Required work:
1. Name every poster whose username appears in a header in the cellphone thread.
2. Repeat word for word the part of the cellphone thread that opens with the words containing "No, but I wish" and closes with "a landline phone.".

Given passage:
I don't have my own cellphone. But since I'm still living with my parents, if I go out driving somewhere I'll usually take their cellphone with me. In case the car kicks the bucket or something.


----------



## Jack (Dec 29, 2004)

i have one cuz my mom makes me have one "for safety" or some other reason. complete waste of $$$


----------



## Ryanoles (Aug 4, 2004)

I have one, and it just costs me lots of money despite the fact that I call one person... my Mom.


----------



## JayDee (Mar 6, 2005)

No, but I wish I did so I could call my mom after school if I made plans and wouldn't have to wait until I got home and all that stuff


----------



## Melatonin (Feb 8, 2005)

Yes. I'm one of those new mobile yuppies without a landline phone.


----------



## mserychic (Oct 2, 2004)

(Dataset records)
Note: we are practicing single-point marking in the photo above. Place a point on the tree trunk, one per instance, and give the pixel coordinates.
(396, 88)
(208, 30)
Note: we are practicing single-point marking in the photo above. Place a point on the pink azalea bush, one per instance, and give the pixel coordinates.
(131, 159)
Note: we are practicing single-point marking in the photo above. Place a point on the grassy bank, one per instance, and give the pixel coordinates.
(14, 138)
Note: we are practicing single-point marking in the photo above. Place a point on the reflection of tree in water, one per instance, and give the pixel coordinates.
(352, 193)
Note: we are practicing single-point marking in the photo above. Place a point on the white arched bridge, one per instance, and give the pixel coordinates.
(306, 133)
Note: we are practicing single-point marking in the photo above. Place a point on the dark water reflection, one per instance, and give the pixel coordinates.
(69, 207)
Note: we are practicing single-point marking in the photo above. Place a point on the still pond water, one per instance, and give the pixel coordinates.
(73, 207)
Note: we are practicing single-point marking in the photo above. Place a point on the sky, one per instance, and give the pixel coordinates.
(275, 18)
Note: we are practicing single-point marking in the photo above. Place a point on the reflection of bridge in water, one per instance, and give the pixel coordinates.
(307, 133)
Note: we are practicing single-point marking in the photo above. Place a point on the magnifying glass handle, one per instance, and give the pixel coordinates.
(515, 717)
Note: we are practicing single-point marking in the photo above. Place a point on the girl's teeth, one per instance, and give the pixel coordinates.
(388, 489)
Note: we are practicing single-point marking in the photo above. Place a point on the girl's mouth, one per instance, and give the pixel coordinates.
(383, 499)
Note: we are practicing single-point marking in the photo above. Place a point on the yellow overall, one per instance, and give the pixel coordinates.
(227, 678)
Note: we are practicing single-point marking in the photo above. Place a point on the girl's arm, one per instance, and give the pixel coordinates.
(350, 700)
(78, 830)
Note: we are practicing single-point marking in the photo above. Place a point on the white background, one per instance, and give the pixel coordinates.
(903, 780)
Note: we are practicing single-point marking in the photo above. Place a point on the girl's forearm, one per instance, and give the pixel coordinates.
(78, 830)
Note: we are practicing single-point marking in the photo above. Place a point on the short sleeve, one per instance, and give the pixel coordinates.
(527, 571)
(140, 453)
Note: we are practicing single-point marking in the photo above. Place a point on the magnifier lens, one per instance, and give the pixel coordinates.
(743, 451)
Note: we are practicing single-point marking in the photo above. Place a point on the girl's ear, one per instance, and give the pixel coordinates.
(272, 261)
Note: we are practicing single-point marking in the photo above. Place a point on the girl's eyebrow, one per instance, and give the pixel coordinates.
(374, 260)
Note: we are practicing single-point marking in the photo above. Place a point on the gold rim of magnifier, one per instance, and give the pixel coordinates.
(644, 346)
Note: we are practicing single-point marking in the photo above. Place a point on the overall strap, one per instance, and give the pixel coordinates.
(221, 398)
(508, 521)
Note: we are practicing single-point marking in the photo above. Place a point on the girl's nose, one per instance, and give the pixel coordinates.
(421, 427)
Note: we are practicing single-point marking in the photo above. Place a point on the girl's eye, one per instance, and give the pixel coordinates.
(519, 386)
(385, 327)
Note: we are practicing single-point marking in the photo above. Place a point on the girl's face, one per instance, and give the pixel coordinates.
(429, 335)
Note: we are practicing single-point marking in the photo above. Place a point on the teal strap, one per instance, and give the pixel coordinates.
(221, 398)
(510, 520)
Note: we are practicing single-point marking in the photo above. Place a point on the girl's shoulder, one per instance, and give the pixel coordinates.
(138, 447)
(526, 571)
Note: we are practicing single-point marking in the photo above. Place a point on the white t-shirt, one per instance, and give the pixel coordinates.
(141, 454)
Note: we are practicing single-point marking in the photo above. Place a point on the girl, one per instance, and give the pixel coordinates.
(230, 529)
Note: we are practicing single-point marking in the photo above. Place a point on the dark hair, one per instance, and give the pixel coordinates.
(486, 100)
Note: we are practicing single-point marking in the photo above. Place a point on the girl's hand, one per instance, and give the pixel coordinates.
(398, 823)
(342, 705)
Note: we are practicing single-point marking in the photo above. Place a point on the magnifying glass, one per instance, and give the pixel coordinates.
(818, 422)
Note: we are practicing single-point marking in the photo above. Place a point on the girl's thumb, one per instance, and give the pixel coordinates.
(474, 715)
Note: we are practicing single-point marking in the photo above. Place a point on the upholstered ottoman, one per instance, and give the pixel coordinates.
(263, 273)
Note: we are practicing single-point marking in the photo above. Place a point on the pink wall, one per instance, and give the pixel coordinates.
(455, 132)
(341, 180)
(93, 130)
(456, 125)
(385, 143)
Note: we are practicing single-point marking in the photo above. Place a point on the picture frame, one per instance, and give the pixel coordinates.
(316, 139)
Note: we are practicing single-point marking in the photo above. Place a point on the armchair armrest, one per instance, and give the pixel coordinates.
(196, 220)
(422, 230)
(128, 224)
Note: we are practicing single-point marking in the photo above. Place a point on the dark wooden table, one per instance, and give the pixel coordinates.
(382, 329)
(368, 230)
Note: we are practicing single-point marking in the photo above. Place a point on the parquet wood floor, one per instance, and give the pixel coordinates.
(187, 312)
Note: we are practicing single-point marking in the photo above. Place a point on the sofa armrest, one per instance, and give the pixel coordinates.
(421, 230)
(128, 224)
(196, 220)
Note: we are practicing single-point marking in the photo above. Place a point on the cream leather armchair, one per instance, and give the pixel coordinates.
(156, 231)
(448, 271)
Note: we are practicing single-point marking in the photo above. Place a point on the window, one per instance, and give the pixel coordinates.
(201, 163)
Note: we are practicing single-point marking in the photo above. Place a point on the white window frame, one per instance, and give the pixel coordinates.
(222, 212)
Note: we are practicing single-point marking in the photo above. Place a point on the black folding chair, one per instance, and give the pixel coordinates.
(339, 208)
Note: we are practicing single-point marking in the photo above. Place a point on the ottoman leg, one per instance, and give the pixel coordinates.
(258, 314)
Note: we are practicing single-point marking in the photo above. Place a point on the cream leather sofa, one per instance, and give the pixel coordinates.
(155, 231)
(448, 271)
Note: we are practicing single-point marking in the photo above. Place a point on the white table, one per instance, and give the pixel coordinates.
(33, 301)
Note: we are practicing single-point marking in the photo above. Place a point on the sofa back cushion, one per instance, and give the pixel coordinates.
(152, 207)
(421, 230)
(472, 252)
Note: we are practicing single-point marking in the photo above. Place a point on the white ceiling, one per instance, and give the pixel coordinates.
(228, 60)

Solutions in order:
1. Jack, Ryanoles, JayDee, Melatonin, mserychic

2.
No, but I wish I did so I could call my mom after school if I made plans and wouldn't have to wait until I got home and all that stuff


----------



## Melatonin (Feb 8, 2005)

Yes. I'm one of those new mobile yuppies without a landline phone.